Directions for this task — Reproduce each of the records below verbatim, omitting the pictures.

━━ Materials provided ━━

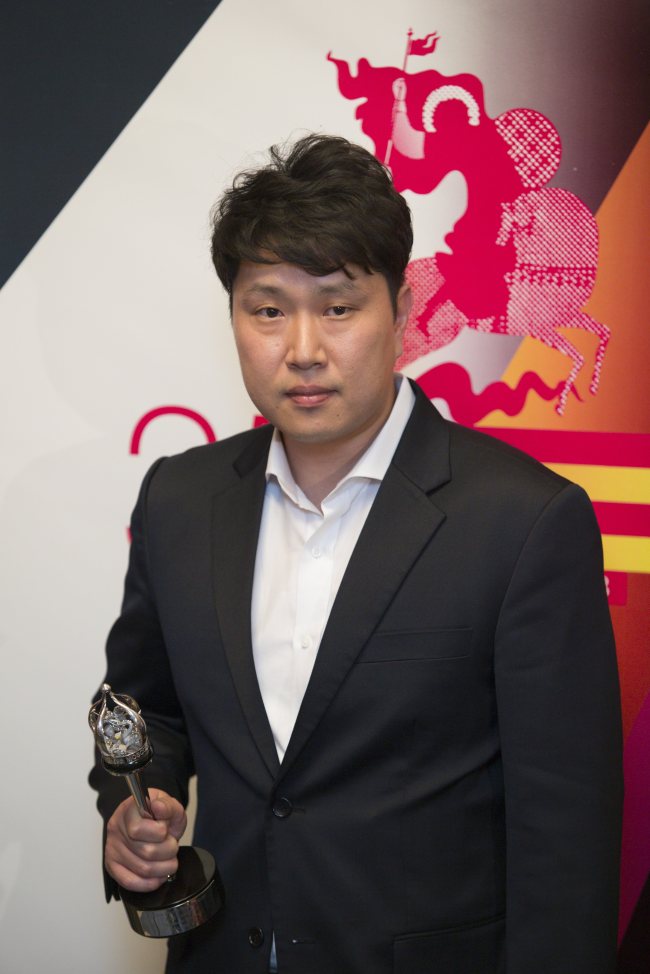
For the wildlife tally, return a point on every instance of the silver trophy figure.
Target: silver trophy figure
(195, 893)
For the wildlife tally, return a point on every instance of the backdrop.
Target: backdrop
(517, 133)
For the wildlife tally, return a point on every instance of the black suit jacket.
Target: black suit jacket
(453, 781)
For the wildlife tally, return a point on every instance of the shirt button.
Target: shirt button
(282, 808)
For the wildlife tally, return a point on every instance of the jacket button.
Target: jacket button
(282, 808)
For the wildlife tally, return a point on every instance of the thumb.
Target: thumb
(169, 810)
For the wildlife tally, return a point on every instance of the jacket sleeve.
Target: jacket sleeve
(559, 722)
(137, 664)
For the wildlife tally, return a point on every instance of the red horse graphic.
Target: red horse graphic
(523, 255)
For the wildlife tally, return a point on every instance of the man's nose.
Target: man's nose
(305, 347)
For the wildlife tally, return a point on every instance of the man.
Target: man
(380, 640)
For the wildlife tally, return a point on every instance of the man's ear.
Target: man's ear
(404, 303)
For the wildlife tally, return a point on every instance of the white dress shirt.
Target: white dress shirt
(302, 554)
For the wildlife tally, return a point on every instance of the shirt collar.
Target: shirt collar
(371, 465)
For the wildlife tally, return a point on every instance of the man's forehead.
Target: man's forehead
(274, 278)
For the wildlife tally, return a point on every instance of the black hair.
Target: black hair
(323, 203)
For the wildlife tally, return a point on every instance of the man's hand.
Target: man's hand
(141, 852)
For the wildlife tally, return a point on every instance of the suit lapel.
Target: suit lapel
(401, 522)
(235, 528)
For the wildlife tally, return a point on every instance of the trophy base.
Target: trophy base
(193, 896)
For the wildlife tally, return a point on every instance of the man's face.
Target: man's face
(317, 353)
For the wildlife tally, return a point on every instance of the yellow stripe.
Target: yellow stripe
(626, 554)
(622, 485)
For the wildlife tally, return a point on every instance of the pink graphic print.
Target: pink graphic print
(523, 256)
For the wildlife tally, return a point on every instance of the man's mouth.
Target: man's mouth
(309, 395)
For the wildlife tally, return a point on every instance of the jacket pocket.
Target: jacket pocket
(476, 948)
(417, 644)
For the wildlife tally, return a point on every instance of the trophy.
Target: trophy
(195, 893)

━━━

Solution —
For the wildlife tally, return a point on every instance of the silver trophy figure.
Target: silver trophy figure
(195, 893)
For the wildlife tally, return a point on every instance of the backdrop.
Target: backdrop
(517, 133)
For the wildlife tally, return a point on every instance of the black suit jacket.
Target: black suit jacket
(453, 781)
For the wildlife tally, return a point on every instance of the shirt button.
Target: shirt button
(282, 808)
For the wildlife tally, return a point on every instance of the jacket button.
Target: jacket button
(282, 808)
For the wildlife tally, return a point on every instance of the thumb.
Target: thumb
(169, 810)
For the wildlife tally, return a point on every instance of the jacket sleeve.
Target: jacket sleeve
(559, 722)
(137, 664)
For the wildlife tally, return a point on every instance of the red horse graphic.
Target: red horse graphic
(523, 255)
For the wildlife tally, return a point on every instance of the man's nose.
Target: man's nose
(305, 347)
For the wildlife tally, return a point on every instance of the man.
Target: man
(380, 640)
For the wildlife tally, return a point on every instance of the man's ear.
Target: man's ear
(404, 303)
For the wildlife tally, return a point on every instance of the white dress shirt.
Target: white dress shirt
(302, 554)
For the wildlife tally, return a point on every instance of the shirt collar.
Target: shirt collar
(371, 465)
For the wildlife tally, return a point on every instance of the man's forehead.
Target: man's forehead
(274, 278)
For the wildlife tally, return a point on every instance of the black hair.
Target: black hair
(323, 203)
For the wildlife tally, return a point on every instance of the man's hand.
Target: man's hand
(141, 852)
For the wildlife tally, return a point on every instance of the suit lapel.
Target: suit lapel
(401, 522)
(235, 528)
For the wildlife tally, return a point on every instance of the trophy base.
Target: trophy base
(193, 896)
For the wildlife tally, return a point on every instance of the man's face.
Target: man's face
(317, 353)
For the wildlife tally, return a point on every instance of the yellow stripe.
Target: yellow stripe
(626, 554)
(622, 485)
For the wildlife tally, return a point on every instance of the pink graphic print.
Target: pink graphic print
(523, 256)
For the wildlife tally, return a point on every instance of the man's mouth.
Target: man's mouth
(309, 395)
For the wildlife tally, return a point on every instance of the jacket pocket.
Target: jacket pocket
(476, 948)
(417, 644)
For the wildlife tally, return a point on every instance of the trophy.
Target: trophy
(195, 893)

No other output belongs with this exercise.